═══ EXTRACT PROVIDED
A sequel, Dragon Ball Z: Resurrection ‘F’, was released in Japan in April 2015, while both films would eventually be adapted into the first and second story arcs of Dragon Ball Super, which expanded upon the plot of both films.

== Plot ==

Beerus, the God of Destruction, is woken from a lengthy slumber by his attendant Whis. While reviewing the current state of the universe, he is surprised to learn that Frieza was defeated by a Saiyan raised on Earth named Goku. (Note: As depicted in the Frieza arc in Dragon Ball Z) He recalls that thirty-nine years prior, the Oracle Fish foretold that a mighty opponent would appear before Beerus called the Super Saiyan God. Intrigued by the potential challenge, Beerus then tracks Goku to King Kai's planet. Goku excitedly challenges Beerus to a fight and despite powering up to Super Saiyan 3 form, is effortlessly defeated. Disappointed, Beerus departs in order to seek out the other Saiyans.
══════
═══ GIVEN DATA
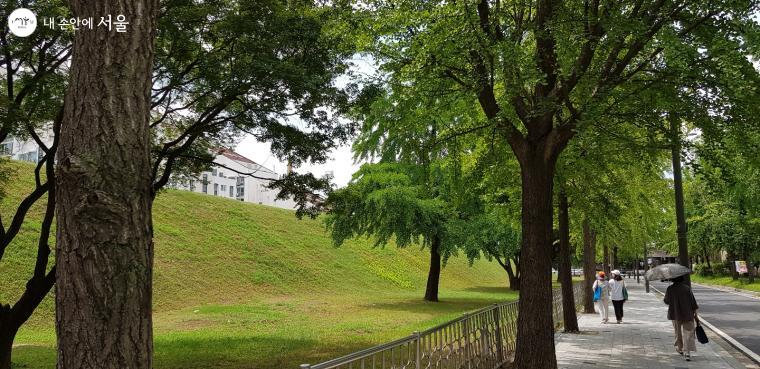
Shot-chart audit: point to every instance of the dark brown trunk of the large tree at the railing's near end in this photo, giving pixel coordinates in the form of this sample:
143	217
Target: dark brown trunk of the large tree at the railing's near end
══════
**YOUR TASKS:**
A – According to the Dragon Ball excerpt, who wakes Beerus from his lengthy slumber?
B – Retype the Dragon Ball excerpt from "A sequel, Dragon" to "of both films." with no changes.

**RESPONSES FOR EACH TASK:**
A – His attendant, Whis.

B –
A sequel, Dragon Ball Z: Resurrection ‘F’, was released in Japan in April 2015, while both films would eventually be adapted into the first and second story arcs of Dragon Ball Super, which expanded upon the plot of both films.